--- Start of Document extract ---
Add pipeline metadata and prepare functionality to local_rag.py

2026-03-19 21:22:52 +01:00
parent 4c2ff3c875
commit c5d1510423
1 changed files with 206 additions and 13 deletions
--- a/backend/local_rag.py
+++ b/backend/local_rag.py
@@ -99,6 +99,7 @@ def default_library_data(name: str, slug: str) -> Dict[str, Any]:
        "slug": slug,
        "created_at": now_iso(),
        "files": [],
+        "pipeline": {},
    }


@@ -132,6 +133,37 @@ def _file_uri(path_value: str) -> str:
    return f"file://{quote(path_value)}"


+def _pipeline_meta(data: Dict[str, Any]) -> Dict[str, Any]:
+    pipeline = data.get("pipeline")
+    if isinstance(pipeline, dict):
+        return pipeline
+    return {}
+
+
+def _source_signature(files: List[Dict[str, Any]]) -> Optional[str]:
+    if not files:
+        return None
+    digest = hashlib.sha256()
+    ordered = sorted(
+        files,
+        key=lambda entry: (
+            str(entry.get("sha256") or ""),
+            str(entry.get("path") or ""),
+            str(entry.get("rel") or ""),
+        ),
+    )
+    for entry in ordered:
+        payload = {
+            "sha256": entry.get("sha256") or "",
+            "path": entry.get("path") or "",
+            "rel": entry.get("rel") or "",
+            "size": int(entry.get("size") or 0),
+        }
+        digest.update(json.dumps(payload, sort_keys=True).encode("utf-8"))
--- End of Document extract ---
--- Start of Data extract ---
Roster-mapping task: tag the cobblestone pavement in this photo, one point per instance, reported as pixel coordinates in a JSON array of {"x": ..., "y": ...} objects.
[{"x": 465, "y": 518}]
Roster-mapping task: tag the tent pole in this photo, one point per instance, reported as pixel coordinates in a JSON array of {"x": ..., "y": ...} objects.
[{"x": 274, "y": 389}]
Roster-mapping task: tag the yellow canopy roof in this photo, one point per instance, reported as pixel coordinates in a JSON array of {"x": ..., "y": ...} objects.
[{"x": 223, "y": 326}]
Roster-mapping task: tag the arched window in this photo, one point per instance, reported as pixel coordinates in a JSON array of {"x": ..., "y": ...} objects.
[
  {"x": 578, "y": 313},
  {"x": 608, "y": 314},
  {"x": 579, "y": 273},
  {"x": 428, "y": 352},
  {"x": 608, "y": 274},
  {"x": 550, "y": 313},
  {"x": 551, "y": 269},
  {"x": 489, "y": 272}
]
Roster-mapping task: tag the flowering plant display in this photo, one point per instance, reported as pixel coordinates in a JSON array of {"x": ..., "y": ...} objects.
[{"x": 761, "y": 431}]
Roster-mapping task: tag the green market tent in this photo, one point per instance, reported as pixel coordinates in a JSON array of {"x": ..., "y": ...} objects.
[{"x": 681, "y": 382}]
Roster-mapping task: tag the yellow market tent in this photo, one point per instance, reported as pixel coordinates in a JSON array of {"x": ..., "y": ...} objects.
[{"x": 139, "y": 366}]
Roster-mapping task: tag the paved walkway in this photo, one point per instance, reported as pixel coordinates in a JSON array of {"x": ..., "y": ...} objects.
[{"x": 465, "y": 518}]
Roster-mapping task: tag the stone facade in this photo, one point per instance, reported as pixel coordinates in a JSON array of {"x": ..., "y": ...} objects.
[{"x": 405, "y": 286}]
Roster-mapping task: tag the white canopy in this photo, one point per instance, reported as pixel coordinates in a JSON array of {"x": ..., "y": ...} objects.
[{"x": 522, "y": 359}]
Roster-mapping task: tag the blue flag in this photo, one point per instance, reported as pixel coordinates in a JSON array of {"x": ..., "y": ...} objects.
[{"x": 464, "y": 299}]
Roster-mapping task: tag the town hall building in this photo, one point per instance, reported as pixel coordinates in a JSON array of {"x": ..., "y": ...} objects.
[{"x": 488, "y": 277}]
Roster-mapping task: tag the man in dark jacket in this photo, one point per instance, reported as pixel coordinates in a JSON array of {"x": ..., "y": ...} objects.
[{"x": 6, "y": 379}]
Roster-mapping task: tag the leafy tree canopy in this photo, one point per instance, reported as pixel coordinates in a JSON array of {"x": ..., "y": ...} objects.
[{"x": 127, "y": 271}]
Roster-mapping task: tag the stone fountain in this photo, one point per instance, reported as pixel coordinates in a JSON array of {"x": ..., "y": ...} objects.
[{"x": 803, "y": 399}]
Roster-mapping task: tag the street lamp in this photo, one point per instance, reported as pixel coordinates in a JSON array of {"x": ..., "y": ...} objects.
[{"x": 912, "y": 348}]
--- End of Data extract ---
Please quote the local_rag.py commit diff above in full, character for character, from its title line through its last line.

Add pipeline metadata and prepare functionality to local_rag.py

2026-03-19 21:22:52 +01:00
parent 4c2ff3c875
commit c5d1510423
1 changed files with 206 additions and 13 deletions
--- a/backend/local_rag.py
+++ b/backend/local_rag.py
@@ -99,6 +99,7 @@ def default_library_data(name: str, slug: str) -> Dict[str, Any]:
        "slug": slug,
        "created_at": now_iso(),
        "files": [],
+        "pipeline": {},
    }


@@ -132,6 +133,37 @@ def _file_uri(path_value: str) -> str:
    return f"file://{quote(path_value)}"


+def _pipeline_meta(data: Dict[str, Any]) -> Dict[str, Any]:
+    pipeline = data.get("pipeline")
+    if isinstance(pipeline, dict):
+        return pipeline
+    return {}
+
+
+def _source_signature(files: List[Dict[str, Any]]) -> Optional[str]:
+    if not files:
+        return None
+    digest = hashlib.sha256()
+    ordered = sorted(
+        files,
+        key=lambda entry: (
+            str(entry.get("sha256") or ""),
+            str(entry.get("path") or ""),
+            str(entry.get("rel") or ""),
+        ),
+    )
+    for entry in ordered:
+        payload = {
+            "sha256": entry.get("sha256") or "",
+            "path": entry.get("path") or "",
+            "rel": entry.get("rel") or "",
+            "size": int(entry.get("size") or 0),
+        }
+        digest.update(json.dumps(payload, sort_keys=True).encode("utf-8"))